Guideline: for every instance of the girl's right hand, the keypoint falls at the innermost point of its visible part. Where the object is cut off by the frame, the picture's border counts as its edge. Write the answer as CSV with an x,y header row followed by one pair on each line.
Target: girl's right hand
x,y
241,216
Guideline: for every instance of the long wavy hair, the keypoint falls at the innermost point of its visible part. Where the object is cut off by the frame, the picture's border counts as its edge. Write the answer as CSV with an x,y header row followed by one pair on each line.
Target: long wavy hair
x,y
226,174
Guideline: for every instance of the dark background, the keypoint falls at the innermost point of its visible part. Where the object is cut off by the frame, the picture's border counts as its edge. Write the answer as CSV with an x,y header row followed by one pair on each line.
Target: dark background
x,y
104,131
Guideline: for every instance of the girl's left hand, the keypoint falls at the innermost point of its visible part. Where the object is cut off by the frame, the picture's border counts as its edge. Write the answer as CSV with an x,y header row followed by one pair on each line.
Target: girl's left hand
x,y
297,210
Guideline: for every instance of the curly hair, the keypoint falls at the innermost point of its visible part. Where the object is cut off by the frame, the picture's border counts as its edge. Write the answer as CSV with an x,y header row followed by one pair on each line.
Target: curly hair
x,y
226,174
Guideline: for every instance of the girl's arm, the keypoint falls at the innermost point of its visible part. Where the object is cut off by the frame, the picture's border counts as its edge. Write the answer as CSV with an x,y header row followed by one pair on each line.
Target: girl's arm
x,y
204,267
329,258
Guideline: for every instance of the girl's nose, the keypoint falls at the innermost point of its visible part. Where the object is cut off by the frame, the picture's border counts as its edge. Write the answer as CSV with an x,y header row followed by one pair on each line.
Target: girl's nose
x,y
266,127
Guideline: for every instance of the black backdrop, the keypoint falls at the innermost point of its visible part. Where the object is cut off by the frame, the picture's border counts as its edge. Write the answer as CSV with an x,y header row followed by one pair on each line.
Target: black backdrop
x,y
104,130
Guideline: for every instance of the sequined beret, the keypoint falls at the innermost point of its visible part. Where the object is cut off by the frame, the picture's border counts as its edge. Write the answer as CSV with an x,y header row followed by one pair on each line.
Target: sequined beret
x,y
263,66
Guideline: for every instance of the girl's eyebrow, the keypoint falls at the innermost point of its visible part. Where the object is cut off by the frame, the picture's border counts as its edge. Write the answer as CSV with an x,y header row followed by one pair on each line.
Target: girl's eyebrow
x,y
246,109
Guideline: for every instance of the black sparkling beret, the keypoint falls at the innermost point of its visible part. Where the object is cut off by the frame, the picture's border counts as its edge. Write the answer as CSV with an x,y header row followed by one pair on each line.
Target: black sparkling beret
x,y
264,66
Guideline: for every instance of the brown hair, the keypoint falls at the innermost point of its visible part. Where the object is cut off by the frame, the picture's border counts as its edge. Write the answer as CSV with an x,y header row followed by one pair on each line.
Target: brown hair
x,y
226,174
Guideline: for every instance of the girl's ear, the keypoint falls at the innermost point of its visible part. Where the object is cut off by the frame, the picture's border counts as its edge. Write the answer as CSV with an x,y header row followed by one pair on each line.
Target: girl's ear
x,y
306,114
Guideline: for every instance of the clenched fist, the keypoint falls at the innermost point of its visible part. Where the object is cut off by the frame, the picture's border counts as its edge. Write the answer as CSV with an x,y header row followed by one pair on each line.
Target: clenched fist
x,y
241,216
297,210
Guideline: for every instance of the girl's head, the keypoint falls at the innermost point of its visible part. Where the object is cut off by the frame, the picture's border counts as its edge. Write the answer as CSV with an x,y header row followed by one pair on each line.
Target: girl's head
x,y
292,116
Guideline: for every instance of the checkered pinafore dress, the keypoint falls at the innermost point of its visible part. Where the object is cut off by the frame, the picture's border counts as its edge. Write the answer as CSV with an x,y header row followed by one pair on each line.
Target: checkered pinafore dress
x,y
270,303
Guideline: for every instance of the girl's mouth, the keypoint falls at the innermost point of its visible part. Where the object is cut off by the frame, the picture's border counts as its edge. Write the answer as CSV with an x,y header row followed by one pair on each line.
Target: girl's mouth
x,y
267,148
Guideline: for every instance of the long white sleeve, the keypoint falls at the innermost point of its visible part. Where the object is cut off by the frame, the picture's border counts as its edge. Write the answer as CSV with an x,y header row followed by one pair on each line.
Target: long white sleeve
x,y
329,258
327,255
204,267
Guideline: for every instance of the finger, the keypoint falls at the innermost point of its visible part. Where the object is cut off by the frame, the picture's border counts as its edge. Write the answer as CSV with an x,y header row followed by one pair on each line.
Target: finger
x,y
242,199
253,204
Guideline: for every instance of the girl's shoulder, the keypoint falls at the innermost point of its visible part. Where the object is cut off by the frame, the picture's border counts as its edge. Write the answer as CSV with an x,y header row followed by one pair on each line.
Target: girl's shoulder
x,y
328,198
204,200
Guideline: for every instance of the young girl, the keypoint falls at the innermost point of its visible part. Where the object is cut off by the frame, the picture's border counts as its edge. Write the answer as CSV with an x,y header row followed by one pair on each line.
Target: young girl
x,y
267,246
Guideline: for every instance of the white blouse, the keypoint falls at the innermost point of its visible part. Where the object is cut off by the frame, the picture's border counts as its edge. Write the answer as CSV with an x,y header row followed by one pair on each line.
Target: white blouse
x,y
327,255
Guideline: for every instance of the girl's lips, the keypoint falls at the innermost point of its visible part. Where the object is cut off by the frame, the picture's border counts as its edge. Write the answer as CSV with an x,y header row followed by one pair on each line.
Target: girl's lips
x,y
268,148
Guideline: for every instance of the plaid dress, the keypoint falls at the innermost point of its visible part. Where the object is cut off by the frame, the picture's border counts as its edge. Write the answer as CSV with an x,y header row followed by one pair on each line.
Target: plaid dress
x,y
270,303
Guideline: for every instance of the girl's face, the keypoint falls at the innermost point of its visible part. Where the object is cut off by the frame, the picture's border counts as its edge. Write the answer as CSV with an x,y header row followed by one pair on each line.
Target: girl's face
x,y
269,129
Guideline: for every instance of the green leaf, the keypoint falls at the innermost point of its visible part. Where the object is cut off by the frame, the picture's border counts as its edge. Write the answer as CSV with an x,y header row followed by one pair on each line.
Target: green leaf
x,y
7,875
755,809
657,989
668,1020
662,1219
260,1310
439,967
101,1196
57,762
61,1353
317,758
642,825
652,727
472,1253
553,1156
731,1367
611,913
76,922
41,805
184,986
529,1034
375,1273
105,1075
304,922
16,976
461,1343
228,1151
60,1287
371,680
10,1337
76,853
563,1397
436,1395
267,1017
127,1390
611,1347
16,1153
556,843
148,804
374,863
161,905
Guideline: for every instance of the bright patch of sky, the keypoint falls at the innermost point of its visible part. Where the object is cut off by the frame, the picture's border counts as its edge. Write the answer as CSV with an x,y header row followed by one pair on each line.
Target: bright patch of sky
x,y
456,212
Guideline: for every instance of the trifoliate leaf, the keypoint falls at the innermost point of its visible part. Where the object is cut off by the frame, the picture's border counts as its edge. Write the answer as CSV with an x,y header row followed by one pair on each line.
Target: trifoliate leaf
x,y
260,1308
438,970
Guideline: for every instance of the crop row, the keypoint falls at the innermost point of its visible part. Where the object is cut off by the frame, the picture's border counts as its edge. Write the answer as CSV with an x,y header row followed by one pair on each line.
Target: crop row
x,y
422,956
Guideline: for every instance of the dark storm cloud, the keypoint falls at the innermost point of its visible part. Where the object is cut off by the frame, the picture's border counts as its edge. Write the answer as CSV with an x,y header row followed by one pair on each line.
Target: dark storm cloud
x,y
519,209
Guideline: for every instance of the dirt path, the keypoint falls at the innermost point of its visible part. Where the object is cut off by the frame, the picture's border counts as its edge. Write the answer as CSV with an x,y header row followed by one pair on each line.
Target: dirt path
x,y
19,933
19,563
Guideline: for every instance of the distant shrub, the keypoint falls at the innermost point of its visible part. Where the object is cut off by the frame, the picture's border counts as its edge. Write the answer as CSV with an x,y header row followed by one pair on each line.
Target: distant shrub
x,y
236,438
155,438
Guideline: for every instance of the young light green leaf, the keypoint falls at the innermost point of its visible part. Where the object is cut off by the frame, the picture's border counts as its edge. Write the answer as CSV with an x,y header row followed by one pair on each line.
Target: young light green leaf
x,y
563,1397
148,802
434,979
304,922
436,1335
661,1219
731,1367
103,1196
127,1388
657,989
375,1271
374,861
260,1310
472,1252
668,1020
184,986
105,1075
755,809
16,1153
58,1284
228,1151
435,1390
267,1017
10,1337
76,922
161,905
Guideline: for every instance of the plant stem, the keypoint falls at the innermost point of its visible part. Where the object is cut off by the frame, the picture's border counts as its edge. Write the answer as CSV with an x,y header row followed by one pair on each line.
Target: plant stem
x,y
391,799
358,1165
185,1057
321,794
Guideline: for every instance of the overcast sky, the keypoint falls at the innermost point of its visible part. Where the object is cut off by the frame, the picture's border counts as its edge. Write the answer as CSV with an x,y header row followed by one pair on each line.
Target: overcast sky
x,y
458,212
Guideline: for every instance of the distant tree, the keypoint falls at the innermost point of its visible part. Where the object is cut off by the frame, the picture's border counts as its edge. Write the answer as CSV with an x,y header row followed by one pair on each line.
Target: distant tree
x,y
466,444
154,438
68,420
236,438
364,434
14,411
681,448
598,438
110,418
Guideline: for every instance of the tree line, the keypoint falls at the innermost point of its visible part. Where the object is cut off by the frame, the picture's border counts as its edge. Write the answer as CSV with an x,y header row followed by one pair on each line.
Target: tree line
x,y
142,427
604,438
======
Please edit the data from the line containing "Guideline: for every instance of the tree" through the end of the data, replacing "innermost" with "central". Return only those lines, otherwise unchanged.

Guideline: for every instance of the tree line, the keypoint falls at the central point of its visible part. Where the object is cut off by the frame, the picture's border counts as its edge. Write the answer as CSV with an x,y header row followed by one pair on each line.
Target: tree line
x,y
142,427
604,438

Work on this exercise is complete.